(QUOTED TEXT):
-- Begin --

We’re a month out from the start of what’s shaping up to be the most competitive season in ABB FIA Formula E World Championship history, with 12 teams, 10 manufacturers and a grid full of world-class drivers all looking to get off to a flyer under the lights in Saudi Arabia.
With the field so finely poised, and less than a second separating all 24 drivers on the evidence of the Valencia test back in November, teams have been paining over whether to stick or twist with the tools they’ve got at their disposal in a bid to get ahead.
With the onset of the global health crisis, Formula E and the FIA introduced cost-saving regulations that were voted in to give teams three options when it came to their powertrain for the season ahead.
They could choose to continue with their 2019/20 powertrain – the components that convert the energy from the batteries into motion – bring in an all-new setup that has to last for the coming two seasons or delay the introduction of their new parts until later this season, carrying over their current package until then.
So, who’s sticking and who’s twisting? Let’s start with the teams that opted for new parts under the skin of their 2020/21 challengers.
Audi Sport ABT Schaeffler has gone all-out with its completely in-house designed-and-built effort, unveiled just prior to the Valencia test when it took the covers off the e-tron FE07.
The result is the Audi MGU05 – a one-speed electric drivetrain with an internal rotor, external magnets, a highly-efficient cooling system and six electrical phases. Head of e-Drive development at Audi Sport, Stefan Aicher, worked with his team to “push to the limits”, managing to save weight by using lightweight materials whilst rethinking its packaging and integration within the FE07’s chassis.
The undertaking has been described as one of Audi Sport’s “most challenging and intensive projects ever” by Formula E project leader Tristan Summerscale, with the team pulling out all the stops to add to its title tally following Lucas di Grassi’s 2016/17 triumph, and its own as a fully-fledged manufacturer outfit via the Teams’ Championship in 2017/18 at the first time of asking.

-- End --

(DATASET CONTENT):

-- Begin --

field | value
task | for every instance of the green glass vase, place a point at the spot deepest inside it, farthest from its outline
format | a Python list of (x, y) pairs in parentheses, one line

-- End --

(TASKS TO COMPLETE):
A) In the Formula E season preview, what is the name of Audi's new electric drivetrain?
B) Carry on the Formula E season preview past its final sentence.

(FINAL RESULTS):
A) The Audi MGU05.

B)
As a customer squad, Envision Virgin Racing will reap the benefits with the new unit set for its car too – to Robin Frijns and new-boy Nick Cassidy’s benefit. “It’s a step in the right direction on weight and efficiency,” said Managing Director Sylvain Filippi.
Also sporting new kit are TAG Heuer Porsche, Jaguar Racing, BMW i Andretti Motorsport, Mahindra Racing’s M7Electro, spurred on by a drivetrain partnership with ZR, NIO 333 and Mercedes-Benz EQ, alongside customers ROKiT Venturi Racing. Stoffel Vandoorne this week described the Silver Arrow 02 as a definite step forward for the German marque. Encouragement, too, for Susie Wolff’s Venturi.
Nissan e.dams, DRAGON / PENSKE AUTOSPORT and DS TECHEETAH have opted to delay their homologation and go with their Season 6 package for the season-opening rounds, giving them more time to perfect the developments they’ve got in store whilst running tried-and-tested parts. For DS TECHEETAH, the form team with consecutive Drivers’ and Teams’ titles, this makes plenty of sense. They’ll initially run an updated E-TENSE FE20.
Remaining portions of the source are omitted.